• [GIVEN PROBLEM]:
Look for the line containing "of the colonnade" in the listing below. Retype that line and every subsequent line through the last one, and only those.

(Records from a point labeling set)
****************
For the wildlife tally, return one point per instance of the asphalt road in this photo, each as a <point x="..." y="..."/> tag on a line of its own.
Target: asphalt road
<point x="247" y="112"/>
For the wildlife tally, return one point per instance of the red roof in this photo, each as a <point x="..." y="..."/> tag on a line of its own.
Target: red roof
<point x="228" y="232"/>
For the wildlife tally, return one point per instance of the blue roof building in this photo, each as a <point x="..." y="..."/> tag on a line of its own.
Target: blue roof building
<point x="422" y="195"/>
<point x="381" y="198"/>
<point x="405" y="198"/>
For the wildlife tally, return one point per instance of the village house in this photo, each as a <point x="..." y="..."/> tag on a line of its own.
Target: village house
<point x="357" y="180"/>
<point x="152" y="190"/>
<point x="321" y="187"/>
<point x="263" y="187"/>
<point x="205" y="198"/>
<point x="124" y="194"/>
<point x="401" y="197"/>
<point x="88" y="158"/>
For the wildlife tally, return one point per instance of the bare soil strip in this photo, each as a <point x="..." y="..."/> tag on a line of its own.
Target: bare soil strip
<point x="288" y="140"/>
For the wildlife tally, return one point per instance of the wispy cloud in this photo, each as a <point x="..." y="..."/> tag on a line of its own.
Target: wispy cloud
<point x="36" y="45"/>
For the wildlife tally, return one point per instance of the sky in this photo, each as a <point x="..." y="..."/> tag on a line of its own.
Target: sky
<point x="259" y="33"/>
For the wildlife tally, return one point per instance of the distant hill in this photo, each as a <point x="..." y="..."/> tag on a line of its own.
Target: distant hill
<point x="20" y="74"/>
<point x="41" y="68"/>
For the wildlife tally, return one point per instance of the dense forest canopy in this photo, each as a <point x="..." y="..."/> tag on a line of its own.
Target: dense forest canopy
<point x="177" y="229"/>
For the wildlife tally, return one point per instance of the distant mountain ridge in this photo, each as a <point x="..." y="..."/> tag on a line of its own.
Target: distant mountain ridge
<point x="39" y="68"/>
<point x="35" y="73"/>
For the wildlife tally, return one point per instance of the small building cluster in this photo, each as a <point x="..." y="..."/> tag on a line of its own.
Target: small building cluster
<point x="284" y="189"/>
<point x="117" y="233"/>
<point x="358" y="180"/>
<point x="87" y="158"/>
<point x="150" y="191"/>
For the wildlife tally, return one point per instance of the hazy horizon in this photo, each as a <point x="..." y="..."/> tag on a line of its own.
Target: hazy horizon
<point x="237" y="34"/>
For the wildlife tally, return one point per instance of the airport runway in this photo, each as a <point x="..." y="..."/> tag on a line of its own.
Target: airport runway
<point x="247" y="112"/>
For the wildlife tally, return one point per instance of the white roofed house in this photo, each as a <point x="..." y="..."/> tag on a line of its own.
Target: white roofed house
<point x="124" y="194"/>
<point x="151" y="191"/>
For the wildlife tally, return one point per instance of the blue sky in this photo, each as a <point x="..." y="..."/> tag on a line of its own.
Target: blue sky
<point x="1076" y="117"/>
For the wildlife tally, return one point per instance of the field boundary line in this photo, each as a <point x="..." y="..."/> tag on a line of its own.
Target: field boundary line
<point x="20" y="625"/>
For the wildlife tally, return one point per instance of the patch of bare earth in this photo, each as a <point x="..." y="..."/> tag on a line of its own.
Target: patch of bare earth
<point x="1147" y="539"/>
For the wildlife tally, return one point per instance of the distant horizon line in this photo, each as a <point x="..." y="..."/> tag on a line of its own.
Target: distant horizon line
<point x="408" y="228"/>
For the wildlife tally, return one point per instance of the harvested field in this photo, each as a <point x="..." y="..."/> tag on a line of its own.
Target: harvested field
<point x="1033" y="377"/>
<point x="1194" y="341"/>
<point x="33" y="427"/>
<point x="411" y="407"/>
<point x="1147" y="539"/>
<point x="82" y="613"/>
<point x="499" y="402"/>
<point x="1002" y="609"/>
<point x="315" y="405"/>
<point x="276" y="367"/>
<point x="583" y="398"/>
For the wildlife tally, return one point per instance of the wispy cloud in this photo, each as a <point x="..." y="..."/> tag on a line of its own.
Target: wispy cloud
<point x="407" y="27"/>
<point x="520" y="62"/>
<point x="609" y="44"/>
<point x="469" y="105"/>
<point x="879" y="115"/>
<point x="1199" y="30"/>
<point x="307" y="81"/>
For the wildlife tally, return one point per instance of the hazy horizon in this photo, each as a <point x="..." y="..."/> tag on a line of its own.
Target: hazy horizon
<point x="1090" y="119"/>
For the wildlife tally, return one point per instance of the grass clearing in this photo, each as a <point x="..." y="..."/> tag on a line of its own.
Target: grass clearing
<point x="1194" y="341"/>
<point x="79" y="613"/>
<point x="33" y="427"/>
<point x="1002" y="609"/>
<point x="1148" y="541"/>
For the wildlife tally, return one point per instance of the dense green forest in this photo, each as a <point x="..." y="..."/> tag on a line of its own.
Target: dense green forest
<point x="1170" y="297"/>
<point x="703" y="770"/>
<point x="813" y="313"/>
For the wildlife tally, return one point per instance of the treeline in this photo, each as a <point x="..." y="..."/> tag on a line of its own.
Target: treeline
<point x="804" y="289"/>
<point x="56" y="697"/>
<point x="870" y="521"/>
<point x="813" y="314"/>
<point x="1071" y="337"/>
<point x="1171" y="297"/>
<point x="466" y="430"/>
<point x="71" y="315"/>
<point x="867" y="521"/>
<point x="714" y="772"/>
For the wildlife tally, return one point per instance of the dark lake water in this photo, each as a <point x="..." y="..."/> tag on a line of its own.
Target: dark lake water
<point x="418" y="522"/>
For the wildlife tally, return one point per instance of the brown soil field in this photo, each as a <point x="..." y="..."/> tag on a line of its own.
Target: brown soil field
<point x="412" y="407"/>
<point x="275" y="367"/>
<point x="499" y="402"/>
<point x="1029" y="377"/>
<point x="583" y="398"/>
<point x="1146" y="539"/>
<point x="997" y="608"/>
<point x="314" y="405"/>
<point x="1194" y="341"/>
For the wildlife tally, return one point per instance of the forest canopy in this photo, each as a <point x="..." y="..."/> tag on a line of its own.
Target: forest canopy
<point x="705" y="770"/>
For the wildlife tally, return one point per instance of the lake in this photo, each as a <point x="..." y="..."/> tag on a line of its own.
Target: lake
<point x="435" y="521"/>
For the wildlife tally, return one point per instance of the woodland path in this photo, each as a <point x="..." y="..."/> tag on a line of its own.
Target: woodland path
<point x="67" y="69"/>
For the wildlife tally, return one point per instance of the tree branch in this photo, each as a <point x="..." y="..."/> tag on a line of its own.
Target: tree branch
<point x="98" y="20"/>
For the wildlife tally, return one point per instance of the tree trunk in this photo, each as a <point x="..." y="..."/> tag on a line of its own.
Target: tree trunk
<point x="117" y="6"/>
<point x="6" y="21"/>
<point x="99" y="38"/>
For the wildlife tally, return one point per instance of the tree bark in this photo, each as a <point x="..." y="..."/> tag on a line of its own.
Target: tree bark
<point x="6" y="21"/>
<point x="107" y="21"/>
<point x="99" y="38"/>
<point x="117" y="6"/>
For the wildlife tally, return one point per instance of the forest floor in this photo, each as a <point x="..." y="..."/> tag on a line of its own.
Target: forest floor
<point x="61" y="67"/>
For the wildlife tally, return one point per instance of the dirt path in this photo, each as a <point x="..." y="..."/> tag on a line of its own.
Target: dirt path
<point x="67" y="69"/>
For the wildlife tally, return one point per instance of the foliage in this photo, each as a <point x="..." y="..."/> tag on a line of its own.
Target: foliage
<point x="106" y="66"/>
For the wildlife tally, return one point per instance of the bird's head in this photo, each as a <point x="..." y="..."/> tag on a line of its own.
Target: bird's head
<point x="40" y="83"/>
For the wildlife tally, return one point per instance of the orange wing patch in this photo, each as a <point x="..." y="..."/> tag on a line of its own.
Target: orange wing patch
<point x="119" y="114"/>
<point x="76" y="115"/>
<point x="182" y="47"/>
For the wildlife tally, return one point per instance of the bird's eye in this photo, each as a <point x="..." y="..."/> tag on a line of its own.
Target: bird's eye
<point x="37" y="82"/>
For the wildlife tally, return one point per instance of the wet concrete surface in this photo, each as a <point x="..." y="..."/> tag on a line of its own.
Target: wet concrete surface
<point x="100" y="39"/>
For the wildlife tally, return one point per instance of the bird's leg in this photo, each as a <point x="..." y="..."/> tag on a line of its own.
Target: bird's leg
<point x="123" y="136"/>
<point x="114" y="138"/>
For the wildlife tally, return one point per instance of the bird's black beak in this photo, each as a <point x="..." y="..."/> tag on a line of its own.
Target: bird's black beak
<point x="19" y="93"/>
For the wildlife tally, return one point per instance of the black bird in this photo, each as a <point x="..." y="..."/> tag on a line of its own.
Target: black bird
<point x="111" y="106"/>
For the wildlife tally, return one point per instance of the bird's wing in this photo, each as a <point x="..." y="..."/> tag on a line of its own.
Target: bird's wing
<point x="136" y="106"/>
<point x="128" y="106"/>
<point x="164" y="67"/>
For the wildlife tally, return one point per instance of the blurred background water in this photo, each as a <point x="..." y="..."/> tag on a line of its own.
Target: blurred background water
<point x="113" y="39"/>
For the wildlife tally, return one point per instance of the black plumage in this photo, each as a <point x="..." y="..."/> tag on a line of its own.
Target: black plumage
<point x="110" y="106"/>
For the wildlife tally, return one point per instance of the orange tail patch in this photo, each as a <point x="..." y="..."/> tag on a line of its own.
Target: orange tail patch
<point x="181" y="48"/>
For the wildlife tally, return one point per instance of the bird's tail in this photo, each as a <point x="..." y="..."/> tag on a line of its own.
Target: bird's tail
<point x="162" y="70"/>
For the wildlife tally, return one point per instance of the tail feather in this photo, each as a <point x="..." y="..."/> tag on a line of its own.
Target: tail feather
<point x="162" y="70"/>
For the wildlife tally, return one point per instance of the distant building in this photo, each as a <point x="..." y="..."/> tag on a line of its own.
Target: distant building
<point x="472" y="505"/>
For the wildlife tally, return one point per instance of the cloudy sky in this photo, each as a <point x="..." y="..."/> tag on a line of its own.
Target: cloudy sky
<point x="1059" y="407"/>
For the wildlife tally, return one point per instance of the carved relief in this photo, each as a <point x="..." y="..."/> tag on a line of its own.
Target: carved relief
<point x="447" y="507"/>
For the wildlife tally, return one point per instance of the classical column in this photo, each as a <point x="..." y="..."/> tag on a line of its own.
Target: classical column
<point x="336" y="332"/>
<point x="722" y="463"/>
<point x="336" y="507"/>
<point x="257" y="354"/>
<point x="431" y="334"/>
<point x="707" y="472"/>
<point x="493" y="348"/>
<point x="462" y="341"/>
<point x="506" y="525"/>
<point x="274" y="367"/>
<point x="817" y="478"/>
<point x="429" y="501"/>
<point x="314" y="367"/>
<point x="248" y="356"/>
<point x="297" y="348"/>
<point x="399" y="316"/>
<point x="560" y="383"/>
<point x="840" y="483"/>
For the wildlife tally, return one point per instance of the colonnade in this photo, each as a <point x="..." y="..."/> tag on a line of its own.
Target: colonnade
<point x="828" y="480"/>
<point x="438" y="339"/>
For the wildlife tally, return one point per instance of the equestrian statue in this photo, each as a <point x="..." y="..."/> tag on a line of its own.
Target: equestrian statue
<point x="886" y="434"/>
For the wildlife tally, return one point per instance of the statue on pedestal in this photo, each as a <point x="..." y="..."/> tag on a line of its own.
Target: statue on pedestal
****************
• [THE RESULT]:
For the wildlife tally, return one point per instance of the colonnade in this photo, each as a <point x="..." y="..."/> tag on a line of its own.
Target: colonnade
<point x="828" y="480"/>
<point x="438" y="339"/>
For the wildlife tally, return one point per instance of the equestrian statue in this photo, each as a <point x="..." y="..."/> tag on a line of its own.
Target: equestrian statue
<point x="886" y="434"/>
For the wildlife tally, return one point per instance of the statue on pedestal in this photo, each as a <point x="..." y="..."/> tag on a line of its own.
Target: statue on pedestal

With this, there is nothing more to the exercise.